Required task -
The lines to extract begin at the line that contains "Each instance gets a single point. Label the distant tree" and run through the last line of the listing; reproduce them exactly, minus any pictures.

Input for this task -

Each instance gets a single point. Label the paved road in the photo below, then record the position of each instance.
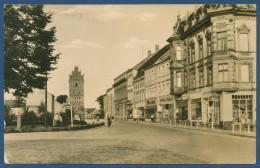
(129, 143)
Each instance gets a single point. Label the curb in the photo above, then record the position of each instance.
(192, 129)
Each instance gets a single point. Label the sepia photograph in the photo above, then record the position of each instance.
(129, 84)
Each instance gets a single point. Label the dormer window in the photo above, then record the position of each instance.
(243, 38)
(178, 52)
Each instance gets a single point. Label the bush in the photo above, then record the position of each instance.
(8, 117)
(79, 122)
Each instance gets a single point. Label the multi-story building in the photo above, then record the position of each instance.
(109, 106)
(213, 64)
(130, 93)
(138, 83)
(120, 89)
(152, 108)
(76, 92)
(164, 98)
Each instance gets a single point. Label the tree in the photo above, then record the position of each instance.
(100, 101)
(28, 48)
(62, 99)
(8, 116)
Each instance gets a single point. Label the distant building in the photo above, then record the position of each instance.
(120, 89)
(109, 107)
(88, 112)
(76, 91)
(213, 64)
(34, 100)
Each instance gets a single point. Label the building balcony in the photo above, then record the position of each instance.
(234, 86)
(177, 90)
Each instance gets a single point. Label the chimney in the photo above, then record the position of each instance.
(156, 48)
(149, 52)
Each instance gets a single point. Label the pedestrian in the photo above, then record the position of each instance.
(109, 122)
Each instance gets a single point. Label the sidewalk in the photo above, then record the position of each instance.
(251, 134)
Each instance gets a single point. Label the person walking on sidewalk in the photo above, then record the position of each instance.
(109, 121)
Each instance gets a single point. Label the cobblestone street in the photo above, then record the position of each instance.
(129, 143)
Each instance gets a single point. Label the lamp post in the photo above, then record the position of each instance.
(71, 116)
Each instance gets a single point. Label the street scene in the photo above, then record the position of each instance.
(130, 143)
(130, 84)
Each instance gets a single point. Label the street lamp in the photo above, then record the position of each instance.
(71, 116)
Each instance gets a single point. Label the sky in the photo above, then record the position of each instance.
(106, 40)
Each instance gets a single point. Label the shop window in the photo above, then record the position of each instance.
(244, 73)
(242, 106)
(210, 75)
(222, 72)
(178, 52)
(178, 79)
(222, 41)
(201, 77)
(243, 42)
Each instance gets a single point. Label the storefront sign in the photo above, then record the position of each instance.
(167, 100)
(150, 102)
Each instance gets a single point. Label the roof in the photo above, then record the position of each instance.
(89, 110)
(152, 60)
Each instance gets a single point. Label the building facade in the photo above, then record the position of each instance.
(109, 106)
(120, 89)
(76, 92)
(213, 64)
(151, 70)
(130, 93)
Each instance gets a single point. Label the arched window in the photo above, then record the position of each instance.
(243, 38)
(200, 42)
(192, 51)
(208, 37)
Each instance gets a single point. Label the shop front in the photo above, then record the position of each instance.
(182, 107)
(238, 108)
(129, 110)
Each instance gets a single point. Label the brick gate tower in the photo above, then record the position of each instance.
(76, 93)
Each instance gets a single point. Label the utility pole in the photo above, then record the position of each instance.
(46, 100)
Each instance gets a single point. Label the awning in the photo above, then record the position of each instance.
(183, 97)
(182, 103)
(150, 107)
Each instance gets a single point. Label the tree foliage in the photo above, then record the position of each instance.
(62, 99)
(28, 48)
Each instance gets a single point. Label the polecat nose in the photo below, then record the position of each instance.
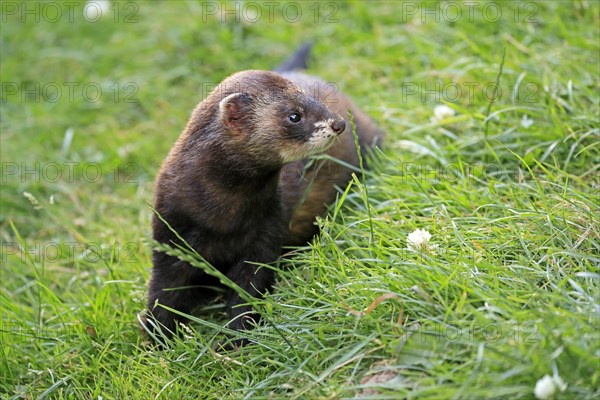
(338, 126)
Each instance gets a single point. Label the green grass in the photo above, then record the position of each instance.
(511, 292)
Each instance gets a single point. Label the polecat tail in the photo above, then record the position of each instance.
(298, 60)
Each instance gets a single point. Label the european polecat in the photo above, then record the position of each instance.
(233, 185)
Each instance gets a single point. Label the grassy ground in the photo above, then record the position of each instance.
(507, 188)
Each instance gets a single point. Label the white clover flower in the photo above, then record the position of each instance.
(526, 122)
(419, 241)
(96, 9)
(441, 112)
(545, 387)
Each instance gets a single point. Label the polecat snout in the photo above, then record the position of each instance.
(233, 185)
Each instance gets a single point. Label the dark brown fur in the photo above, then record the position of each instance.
(228, 191)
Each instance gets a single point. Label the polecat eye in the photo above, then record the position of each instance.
(295, 118)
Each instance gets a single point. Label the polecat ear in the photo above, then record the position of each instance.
(234, 109)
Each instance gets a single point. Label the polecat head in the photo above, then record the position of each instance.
(275, 119)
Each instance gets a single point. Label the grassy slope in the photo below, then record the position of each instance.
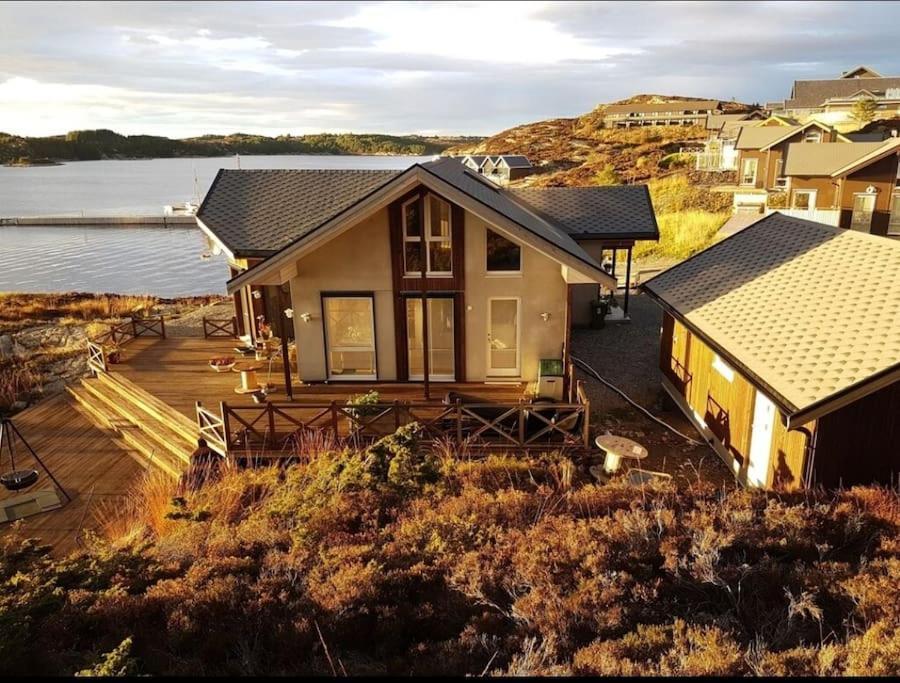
(401, 561)
(580, 152)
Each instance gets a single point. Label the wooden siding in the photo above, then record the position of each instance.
(724, 408)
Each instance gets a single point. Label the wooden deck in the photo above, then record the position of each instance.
(176, 370)
(93, 470)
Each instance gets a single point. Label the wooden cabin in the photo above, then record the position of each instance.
(782, 345)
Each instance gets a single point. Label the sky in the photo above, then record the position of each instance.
(186, 68)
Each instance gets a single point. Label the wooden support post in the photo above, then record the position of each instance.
(627, 282)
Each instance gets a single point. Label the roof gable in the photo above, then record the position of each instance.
(767, 298)
(458, 183)
(257, 212)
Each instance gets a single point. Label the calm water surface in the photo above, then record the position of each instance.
(163, 261)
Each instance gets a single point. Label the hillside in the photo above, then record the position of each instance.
(580, 152)
(105, 144)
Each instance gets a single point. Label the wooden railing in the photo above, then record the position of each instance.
(271, 429)
(99, 347)
(219, 328)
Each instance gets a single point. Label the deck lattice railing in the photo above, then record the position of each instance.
(100, 347)
(271, 428)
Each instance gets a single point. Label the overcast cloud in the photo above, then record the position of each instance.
(182, 69)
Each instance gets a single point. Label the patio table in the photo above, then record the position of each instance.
(618, 447)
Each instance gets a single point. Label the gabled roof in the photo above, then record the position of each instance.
(256, 212)
(825, 158)
(861, 72)
(812, 94)
(808, 312)
(514, 161)
(764, 137)
(618, 211)
(446, 176)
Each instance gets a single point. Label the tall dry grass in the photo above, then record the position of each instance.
(16, 307)
(682, 234)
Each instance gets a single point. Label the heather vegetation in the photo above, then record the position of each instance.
(395, 559)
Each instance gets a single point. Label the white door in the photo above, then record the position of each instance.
(503, 337)
(761, 440)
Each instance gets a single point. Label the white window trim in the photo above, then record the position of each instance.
(329, 349)
(503, 273)
(895, 201)
(755, 171)
(812, 199)
(426, 226)
(874, 197)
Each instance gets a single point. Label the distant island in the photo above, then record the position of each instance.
(87, 145)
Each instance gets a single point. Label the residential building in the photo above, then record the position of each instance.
(353, 254)
(761, 151)
(793, 379)
(831, 100)
(673, 113)
(719, 152)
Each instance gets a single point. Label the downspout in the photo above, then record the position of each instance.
(809, 454)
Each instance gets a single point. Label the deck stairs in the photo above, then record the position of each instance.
(154, 433)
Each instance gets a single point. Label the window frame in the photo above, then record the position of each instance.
(429, 238)
(894, 218)
(755, 163)
(501, 273)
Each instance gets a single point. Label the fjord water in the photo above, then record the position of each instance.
(129, 260)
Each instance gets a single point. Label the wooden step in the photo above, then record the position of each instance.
(95, 411)
(166, 439)
(151, 405)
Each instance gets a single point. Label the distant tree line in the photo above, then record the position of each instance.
(84, 145)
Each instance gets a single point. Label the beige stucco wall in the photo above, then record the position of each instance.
(540, 288)
(358, 260)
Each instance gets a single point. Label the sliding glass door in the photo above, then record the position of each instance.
(350, 337)
(440, 339)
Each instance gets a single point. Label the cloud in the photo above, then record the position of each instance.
(189, 68)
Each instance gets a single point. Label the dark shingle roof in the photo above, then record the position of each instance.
(811, 94)
(503, 202)
(257, 212)
(622, 211)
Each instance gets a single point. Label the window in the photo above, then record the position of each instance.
(804, 200)
(863, 208)
(748, 171)
(813, 136)
(438, 240)
(350, 337)
(723, 368)
(503, 255)
(894, 222)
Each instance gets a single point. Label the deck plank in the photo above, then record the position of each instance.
(95, 472)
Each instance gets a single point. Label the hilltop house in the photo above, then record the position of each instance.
(719, 152)
(674, 113)
(792, 379)
(501, 168)
(351, 255)
(836, 180)
(831, 100)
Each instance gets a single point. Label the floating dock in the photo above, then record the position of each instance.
(155, 221)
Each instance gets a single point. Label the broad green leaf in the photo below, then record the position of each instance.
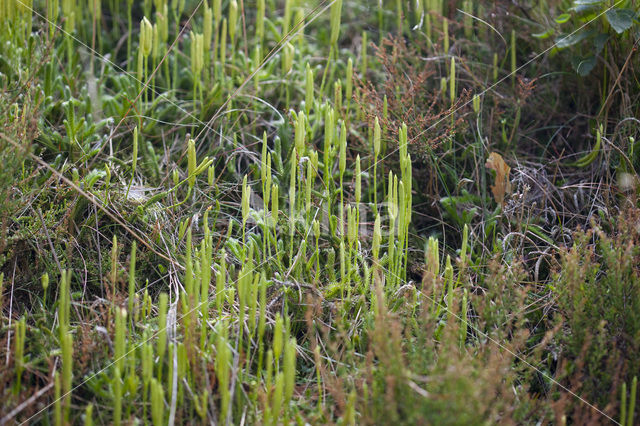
(571, 39)
(620, 19)
(544, 35)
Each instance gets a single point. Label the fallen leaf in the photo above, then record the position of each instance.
(503, 185)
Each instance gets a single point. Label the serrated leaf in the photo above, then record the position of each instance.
(620, 19)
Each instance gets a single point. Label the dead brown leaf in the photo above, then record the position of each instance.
(503, 184)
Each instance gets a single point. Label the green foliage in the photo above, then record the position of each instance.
(576, 30)
(235, 214)
(602, 281)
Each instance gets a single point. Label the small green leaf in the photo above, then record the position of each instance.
(599, 41)
(584, 66)
(620, 19)
(544, 35)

Problem solution -
Each instance gets a single point. Label the distant tree line in the photo above, then record the position of each instance.
(84, 145)
Each instance gets a single point. Label the beige stucco wall in the photo above, then record the position of each instance.
(540, 288)
(358, 260)
Each instance gets a single point. Label the sliding glass door in the photo above, then record the position of each instance.
(350, 337)
(440, 339)
Each instance gets a single point. Label the cloud in the photo above, then record the position of each instance.
(189, 68)
Each instance gets a single point. Label the dark shingle roof in the photo above, then record the position of each instance.
(811, 94)
(503, 202)
(257, 212)
(622, 211)
Each instance gets a single point. Label the window in the photo above, then record the position of each instance.
(804, 200)
(863, 208)
(748, 171)
(813, 136)
(438, 240)
(350, 337)
(723, 368)
(503, 255)
(894, 222)
Each instance gets a single point. Label the deck plank in the photo above, then record the position of each instance.
(95, 472)
Each instance gets a single point. Label the hilltop house in the photo above, then record the position of each instance.
(719, 152)
(674, 113)
(792, 379)
(501, 168)
(351, 255)
(836, 180)
(831, 100)
Each instance gets a single point. Label the floating dock in the photo above, then record the position of each instance.
(155, 221)
Each instance gets a single point. Label the broad green leaf in the photo below, then record the position of each instance.
(571, 39)
(620, 19)
(544, 35)
Each instance gets a single point. Label the fallen leaf in the photo above, then record the position of each instance.
(503, 185)
Each instance gets a single point. Label the serrated leaf in the photo above, then record the position of each instance.
(620, 19)
Each instance gets a single point. Label the dead brown leaf in the photo above, then record the position of each instance.
(503, 184)
Each instance gets a single point. Label the green foliage in the photo above, then record the position of each instance.
(576, 30)
(235, 214)
(602, 281)
Each instance gets a single point. Label the small green leaf in the photo above, then record the position of each instance.
(599, 41)
(584, 66)
(620, 19)
(544, 35)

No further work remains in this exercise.